Task brief.
Copying exactly, give the lines in the material below from the one with "Practice. Place a marker on each instance of the red" to the one with "x=542 y=550", ends included, and nothing besides.

Exercise data.
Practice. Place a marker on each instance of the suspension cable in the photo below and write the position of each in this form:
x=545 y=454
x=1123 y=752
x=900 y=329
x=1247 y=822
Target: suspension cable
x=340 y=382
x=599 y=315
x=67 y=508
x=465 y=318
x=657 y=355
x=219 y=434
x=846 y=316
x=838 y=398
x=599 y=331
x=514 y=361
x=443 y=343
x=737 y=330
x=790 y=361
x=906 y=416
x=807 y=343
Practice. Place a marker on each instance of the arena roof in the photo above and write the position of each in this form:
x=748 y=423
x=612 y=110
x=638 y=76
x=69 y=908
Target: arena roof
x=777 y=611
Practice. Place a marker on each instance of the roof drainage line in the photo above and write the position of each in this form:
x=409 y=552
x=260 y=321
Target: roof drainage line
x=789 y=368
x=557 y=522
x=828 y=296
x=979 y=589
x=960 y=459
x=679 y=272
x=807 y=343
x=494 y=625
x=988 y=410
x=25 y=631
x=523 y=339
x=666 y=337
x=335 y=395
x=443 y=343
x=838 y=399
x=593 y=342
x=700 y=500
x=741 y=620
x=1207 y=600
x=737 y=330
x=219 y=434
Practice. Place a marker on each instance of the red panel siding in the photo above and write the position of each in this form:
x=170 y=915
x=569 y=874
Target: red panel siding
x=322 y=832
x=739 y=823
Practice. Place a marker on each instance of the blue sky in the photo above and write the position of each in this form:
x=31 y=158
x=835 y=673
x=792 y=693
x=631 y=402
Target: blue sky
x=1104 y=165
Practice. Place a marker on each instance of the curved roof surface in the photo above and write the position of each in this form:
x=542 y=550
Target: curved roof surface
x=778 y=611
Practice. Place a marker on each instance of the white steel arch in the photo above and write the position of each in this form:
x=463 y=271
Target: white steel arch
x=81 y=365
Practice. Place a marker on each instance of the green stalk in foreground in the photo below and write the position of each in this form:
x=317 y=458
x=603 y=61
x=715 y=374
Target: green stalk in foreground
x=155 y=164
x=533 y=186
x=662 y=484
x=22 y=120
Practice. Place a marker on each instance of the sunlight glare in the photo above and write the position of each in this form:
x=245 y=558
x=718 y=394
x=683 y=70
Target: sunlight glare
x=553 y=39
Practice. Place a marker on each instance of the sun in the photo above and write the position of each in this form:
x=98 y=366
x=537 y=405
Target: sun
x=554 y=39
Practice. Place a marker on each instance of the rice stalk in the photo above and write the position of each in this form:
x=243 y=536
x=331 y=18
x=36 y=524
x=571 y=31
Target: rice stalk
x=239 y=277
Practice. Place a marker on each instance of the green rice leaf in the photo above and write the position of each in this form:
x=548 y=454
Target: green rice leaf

Result of the exercise.
Practice. Place a marker on each instance of the red panel siding in the photo above and write the position of each in this form:
x=170 y=915
x=569 y=874
Target: red panel siding
x=322 y=832
x=739 y=823
Practice. Place a marker on each instance of the blue sky in the photo above and write the position of each in this form:
x=31 y=158
x=835 y=673
x=792 y=693
x=631 y=402
Target: blue sky
x=1104 y=165
Practice. Place a marker on each instance of the curved roof surface in the photo above and write the position of each in this form:
x=542 y=550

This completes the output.